*** Kutipan

Setiap perempuan yang nikah tanpa izin walinya  maka nikahnya  tidak sah X3 . Bila bersetubuh dengannya , maka perempuan tersebut mendapat maskawinya karena telah  bersetubuh dengannya . Bila  para wali bercekcok ,( tidak mau  menjadi wali ) maka  pemerintah  adalah wali  bagi orng yang tidak punya wali
       Imam Turmudzi yang meriwayatkan hadis tersebut berkata :  Hadis tersebut masih hilaf di antara  ulama` ahli hadis .   Ibnu Hajar berkata dlm kitab Talkhis  sebagaian ulama` menyatakan hadis tersebut  lemah karena Ibnu Juraij  perawi hadis tsb bertemu dengan Azzuhri  perawi hadis tsb pula lalu  di tanya tentang hadis di atas tapi beliau menjawab: “ Aku tidak mengetahuinya dan ingkar kepadanya . Al baihaqi membicarakan  hadis tersebut dengan panjang lebar dlm  kitab Al Hilafiyat, begitu juga Ibnul Jauzi dlm kitab Tahkik
Al albani menyatakan  bahwa  hadis tersebut  sahih .
Komentarku :
Tapi di tempat lain , Al bani juga menyatakan ;  Yang populer adalah maukuf ( perkataan Ibnu Abbas  sendiri  bukan  dari Nabi   ) Ya`ni lemah  tidak bisa di buat pegangan. Al albani berkata :
تَفَرَّدَ بِهِ الْقَوَارِيْرِي مَرْفُوْعًا وَاْلقَوَارِيْرِي ثِقَةٌ إِلاَّ أَنَّ الْمَشْهُوْرُ ِبَهذَا اْلاِسْنَادِ مَوْقُوْفٌ عَلَى ابْنِ عَبَّاسٍ "
Al Qawariri secara  sendirian  meriwayatkan hadis tsb secara marfu` dan ia terpercaya , namun  yang mashur sanad ini adalah maukuf kepada Ibnu Abbas ( bukan hadis dan tidak bisa di buat pegangan  ) .
Al baihaqi  berkata : 
وَالْمَحْفُوظُ الْمَوْقُوفُ
Yang terpelihara adalah maukuf ( bukan hadis Nabi    ) .   Karena itu tidak bisa di  buat pegangan  , apa lagi  di katakan sahih , tambah keliru .

******
*** Data Tersedia

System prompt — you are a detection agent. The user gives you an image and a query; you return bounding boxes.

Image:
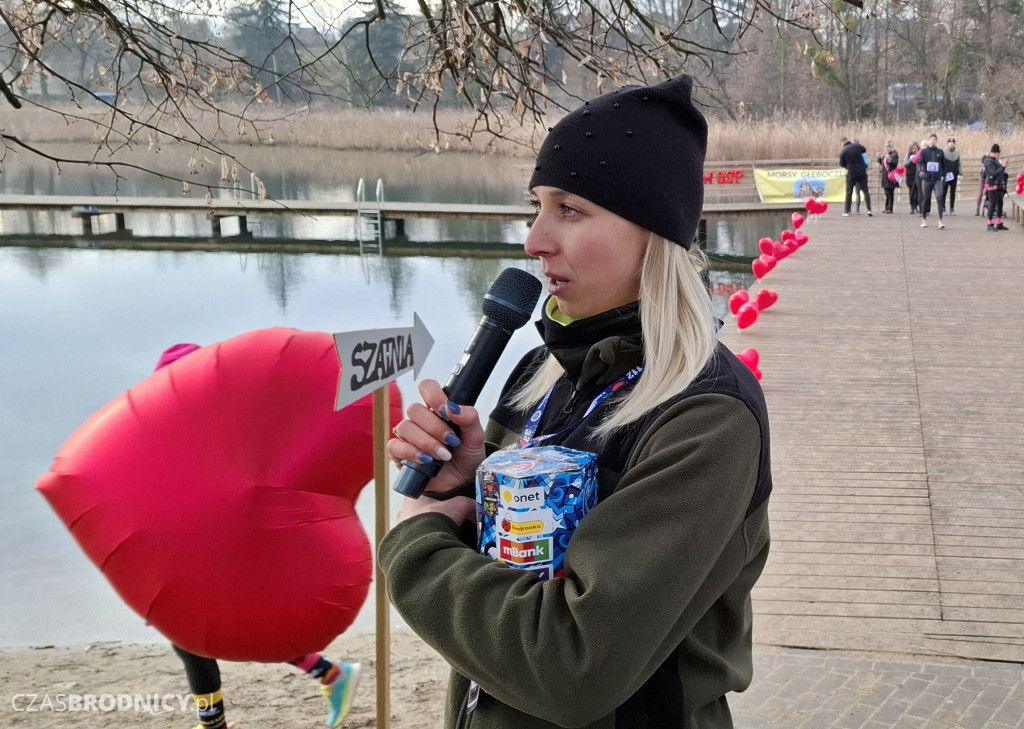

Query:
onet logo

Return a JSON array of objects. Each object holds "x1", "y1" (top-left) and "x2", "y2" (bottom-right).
[
  {"x1": 502, "y1": 487, "x2": 544, "y2": 507},
  {"x1": 498, "y1": 539, "x2": 551, "y2": 564}
]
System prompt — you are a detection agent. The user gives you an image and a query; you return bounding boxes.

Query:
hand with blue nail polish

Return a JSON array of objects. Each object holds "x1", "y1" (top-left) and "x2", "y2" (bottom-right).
[{"x1": 387, "y1": 380, "x2": 486, "y2": 518}]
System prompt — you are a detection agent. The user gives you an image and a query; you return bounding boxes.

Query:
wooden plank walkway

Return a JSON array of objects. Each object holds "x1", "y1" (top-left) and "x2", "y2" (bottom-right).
[
  {"x1": 723, "y1": 208, "x2": 1024, "y2": 662},
  {"x1": 0, "y1": 195, "x2": 803, "y2": 221}
]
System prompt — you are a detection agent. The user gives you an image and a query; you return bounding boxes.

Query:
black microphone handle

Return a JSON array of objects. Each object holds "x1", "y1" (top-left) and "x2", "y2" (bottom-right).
[{"x1": 392, "y1": 316, "x2": 512, "y2": 499}]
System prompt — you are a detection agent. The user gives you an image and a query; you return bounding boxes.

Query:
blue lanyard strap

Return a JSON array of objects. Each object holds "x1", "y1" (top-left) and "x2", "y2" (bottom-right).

******

* **Latihan Singkat A**:
Menurut kutipan tentang hadis wali nikah, mengapa sebagian ulama menganggap hadis itu lemah? Jawab dalam satu sampai tiga kalimat.
* **Latihan Singkat B**:
Lanjutkan kutipan tentang hadis wali nikah mulai sesudah kalimat terakhirnya.

* **Jawaban Tugas A**:
Sebagian ulama menganggapnya lemah karena Ibnu Juraij, perawi hadis itu, bertemu dengan Azzuhri, yang juga perawinya, lalu menanyakan hadis tersebut kepadanya. Azzuhri menjawab bahwa ia tidak mengetahuinya dan mengingkarinya.

* **Jawaban Tugas B**:
Seluruh sanadnya hanya dari satu jalur yaitu sbb :
عَنْ ابْنِ جُرَيْجٍ عَنْ سُلَيْمَانَ بْنِ مُوسَى عَنْ الزُّهْرِيِّ عَنْ عُرْوَةَ عَنْ عَائِشَةَ عَنْ النَّبِيِّ صَلَّى اللهُ عَلَيْهِ وَسَلَّمَ
…………..Dari Ibnu Juraij   dari Sulaiman bin Musa  dari Zuhri  dari Urwah dari Aisyah dari Nabi   ……………………
 Saya  tidak menjumpai sanad lainnya untuk redaksi  hadis seperti itu . ……….. . seluruhnya  dari jalur itu ……….., Bahkan Ibnu Hajar menyatakan :
 وَكُلُّهَا مَعْلُولَةٌ .
Seluruh riwayatnya  adalah cacat 

Muhammad Al amin  berkata :
Sulaiman bin Musa di nyatakan terpercaya  oleh sebagian ulama , begitu juga Ibnu Ma`in dari Zuhri .
Tapi Abu hatim menyatakan bahwa  Sulaiman bin Musa kacau dalam sebagian hadisnya .
Imam  Bukhari menyatakan : Banyak hadis mungkarnya
Imam Nasa`I menyatakan : Hadis – hadisnya tidak kuat .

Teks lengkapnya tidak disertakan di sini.